- **Source excerpt**:
»»
BSI’s third Organisational Resilience Index finds business leaders struggling to adapt to new technology amid political and economic uncertainty. According to the third annual Organisational Resilience Index report, published by the BSI and which surveys 800 senior leaders across the globe, business leaders’ confidence in the resilience of their organisations has faltered for the first time since 2017.
While the majority of organisations have reported stronger financial performance in the last 12 months, the UK and Ireland – together with Japan – lag behind other markets. 23% of businesses in Japan and 14% in the UK and Ireland report their financial performance is worse than five years ago. That’s at least double the proportion of any other market.
Consequently, adaptive capacity is now seen as the most important factor to maintain organisational resilience, up ten places on last year’s Index and overtaking financial management. It appears that an increase in the disruptive effects of technology, alongside changes to Government policies and regulation, are the driving forces behind the adaptive capacity agenda. Those surveyed in the report identify technology as both the greatest opportunity and most severe threat to their success.
The Index finds that innovation, horizon scanning and adaptive capacity have the greatest impact on organisational resilience, but that relative performance in these areas has declined over the last 12 months.
As organisational resilience has come under increased pressure, the Index reveals that business leaders are stepping up. Leadership displays a much smaller gap between impact and performance than other elements, ranking as the second impact factor and moving up three ranks to fifth in the performance standings.
««
[Point-based annotation data]
»»
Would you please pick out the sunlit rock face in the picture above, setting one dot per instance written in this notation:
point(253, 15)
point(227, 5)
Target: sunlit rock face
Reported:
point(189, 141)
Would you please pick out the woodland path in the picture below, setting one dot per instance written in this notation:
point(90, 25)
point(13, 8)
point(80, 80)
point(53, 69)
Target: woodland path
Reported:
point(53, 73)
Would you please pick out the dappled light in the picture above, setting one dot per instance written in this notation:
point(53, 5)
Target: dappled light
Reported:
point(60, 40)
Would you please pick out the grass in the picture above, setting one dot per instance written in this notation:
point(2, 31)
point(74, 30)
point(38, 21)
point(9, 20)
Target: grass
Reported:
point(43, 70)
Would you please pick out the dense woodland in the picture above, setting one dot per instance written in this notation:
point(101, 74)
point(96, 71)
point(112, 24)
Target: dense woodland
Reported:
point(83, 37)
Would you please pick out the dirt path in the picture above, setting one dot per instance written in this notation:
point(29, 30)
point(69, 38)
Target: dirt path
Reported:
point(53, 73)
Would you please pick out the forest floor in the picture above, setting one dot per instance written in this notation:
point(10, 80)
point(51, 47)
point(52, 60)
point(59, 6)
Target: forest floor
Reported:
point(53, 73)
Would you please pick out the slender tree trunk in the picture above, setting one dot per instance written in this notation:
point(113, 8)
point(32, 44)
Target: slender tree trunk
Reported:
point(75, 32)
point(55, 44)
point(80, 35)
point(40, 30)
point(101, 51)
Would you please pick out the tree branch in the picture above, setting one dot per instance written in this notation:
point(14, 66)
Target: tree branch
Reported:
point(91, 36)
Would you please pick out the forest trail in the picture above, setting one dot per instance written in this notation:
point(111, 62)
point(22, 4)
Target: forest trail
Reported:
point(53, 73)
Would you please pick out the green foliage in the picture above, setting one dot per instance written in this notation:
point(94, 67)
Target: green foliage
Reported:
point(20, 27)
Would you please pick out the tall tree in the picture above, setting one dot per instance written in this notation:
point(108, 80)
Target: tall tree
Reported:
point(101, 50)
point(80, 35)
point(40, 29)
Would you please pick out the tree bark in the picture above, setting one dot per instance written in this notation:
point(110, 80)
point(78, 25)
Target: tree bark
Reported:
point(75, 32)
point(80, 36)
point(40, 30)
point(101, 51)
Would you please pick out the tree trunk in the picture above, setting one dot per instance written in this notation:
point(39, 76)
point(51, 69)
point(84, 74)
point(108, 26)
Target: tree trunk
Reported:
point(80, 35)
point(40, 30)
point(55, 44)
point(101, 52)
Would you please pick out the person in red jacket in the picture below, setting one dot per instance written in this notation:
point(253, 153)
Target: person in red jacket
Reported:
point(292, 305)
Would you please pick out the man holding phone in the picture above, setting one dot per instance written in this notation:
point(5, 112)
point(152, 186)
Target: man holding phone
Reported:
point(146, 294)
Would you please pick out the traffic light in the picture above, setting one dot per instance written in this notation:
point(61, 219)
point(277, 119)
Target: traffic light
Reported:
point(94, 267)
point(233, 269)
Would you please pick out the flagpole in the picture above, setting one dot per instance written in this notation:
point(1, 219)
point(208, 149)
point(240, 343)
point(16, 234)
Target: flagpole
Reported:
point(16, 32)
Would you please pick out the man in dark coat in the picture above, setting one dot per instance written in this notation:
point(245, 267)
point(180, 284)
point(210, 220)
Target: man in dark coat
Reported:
««
- **Exercise instructions**:
(1) Based on the text about the Organisational Resilience Index, are these statements true? Answer yes or no for each and quote the words that decide it.
(a) The report surveys 800 senior leaders around the world.
(b) Financial management is now seen as the most important factor for organizational resilience.
(c) Leadership moved up three ranks in the performance standings.
(2) Shorten the paragraph of the Organisational Resilience Index text that begins "While the majority of organisations" and keep its main facts.
(3) Carry on the Organisational Resilience Index text from the point where it stops.

- **Solved tasks**:
(1)
(a) Yes: "surveys 800 senior leaders across the globe"
(b) No: "adaptive capacity is now seen as the most important factor to maintain organisational resilience, up ten places on last year’s Index and overtaking financial management"
(c) Yes: "moving up three ranks to fifth in the performance standings"

(2) Most organizations reported stronger financial performance over the past 12 months. The UK and Ireland and Japan trail other markets: 23% of businesses in Japan and 14% in the UK and Ireland say their financial performance is worse than five years ago, at least double the share in any other market.

(3)
Changing emphasis in organisational resilience
Howard Kerr, CEO at the BSI, said: “While we’ve seen a changing emphasis in organisational resilience in the past, this year reveals a decline in organisations’ ability to adapt to change. In order to survive and prosper, business leaders must be aware of issues on the horizon and remain vigilant in ensuring that they – along with their teams – are focused on strategic priorities. In balancing short-term business results with long-term resilience, businesses can use this year’s uncertainty as a springboard to future success.”
The detailed and thought-provoking report identifies a shift in the skills required of business leaders, with financial management no longer rated as the most important skill. The top five skills are staff engagement and recruitment, clear direction, business performance, leadership skills and use of technology.
It appears that growing pressure on business has caused it to look inwards, prioritising these skills ahead of innovation and political acumen. This introspection was initially seen in last year’s report and is a reaction to growing uncertainty and faster, more drastic change. This change has accelerated in the last year, causing organisations to doubt their ability to predict future market conditions to the extent that the ability to ‘horizon scan’ is now seen as the lowest performing factor.
Concerns over employee turnover have risen by 5% year-on-year, while staff engagement is one of the lowest performing elements. As the millennial workforce continues to grow, and with the careers of Generation Z on the horizon, businesses are beginning to place ethics and sustainability at the core of their Human Resources strategies. The need for this strategic change was evidenced in a report earlier this year that suggested 40% of millennials have chosen a job due to a company’s superior sustainability credentials.
Elements comprising organisational resilience
Of the 16 elements that make up organisational resilience, the report finds the following (+/- numbers denote annual move in rank):
Highest impact elements
Adaptive capacity (+10), leadership (=), alignment (+10), horizon scanning (+10), vision and purpose (+2), innovation (+6), resource management (+2), awareness and training (-3), culture (+1), financial management (-9), suppliers management (+2), reputational risk (-6), information and knowledge management (-6), governance and accountability (-10), community engagement (+1) and business continuity (-8).
Highest performing elements
Financial management (=), vision and purpose (+1), business continuity (+11), information and knowledge management (+3), leadership (+3), suppliers management (=), governance and accountability (-5), reputational risk (-4), awareness and training (-4), resource management (=), innovation (+1), culture (+2), adaptive capacity (+2), community engagement (+2), alignment (-6) and horizon scanning (-4).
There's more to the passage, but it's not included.